• [TEXTAUSZUG]:
Nach dem Ende des Krieges und den Bestimmungen des Versailler Vertrages mussten die in Frankreich demontierten Hallen und Maschinen zum Teil wieder zurückgegeben werden. Krananlagen wurden abgebaut, ebenso das aus Baume-Marpent bezogene Walzwerk sowie ein 10t-Hammer. Nach Verhandlungen konnten dagegen die Gießgrubeneinrichtungen sowie die bereits aufgebauten Hallen in Hennigsdorf verbleiben. Dafür wurden von der Firma Krupp neue Hallen nach Denain geliefert. Ende Mai 1919 hatte das Werk 673 Beschäftigte. (Pflüger 2012, 15f.)

• [SCHRIFTLICHE AUFGABE]: Schreibe den Textauszug über das Werk in Hennigsdorf nach dem Ende des Krieges im Anschluss an seinen letzten Satz weiter.

• [QUELLENMATERIAL]:
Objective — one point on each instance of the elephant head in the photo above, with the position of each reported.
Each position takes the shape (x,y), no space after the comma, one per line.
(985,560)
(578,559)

• [ERGEBNIS DER AUFGABE]:
Aufgrund der wirtschaftlichen Schwierigkeiten in den Folgejahren kam die „AEG“ zu dem Schluss, das Stahlwerk auszugliedern und in eine eigene Aktiengesellschaft zu verwandeln. Enge Beziehungen zur „Linke-Hofmann-Werke AG Breslau“ sowie der „AG Lauchhammer“ führten 1921 gemeinsam zur Gründung der „Stahl- und Walzwerk Hennigsdorf AG“. Ziel war vorrangig die Herstellung von Stahlgussstücken und Lokomotiv-Radsätzen. Die bedeutete auch eine Kapazitätserweiterung des Hennigsdorfer Werkes. Dafür notwendige Fachkräfte und Arbeiter sollten aus den Linke-Hofmann-Werken sowie dem Lauchhammerwerk kommen. (Pflüger 2012, 17.)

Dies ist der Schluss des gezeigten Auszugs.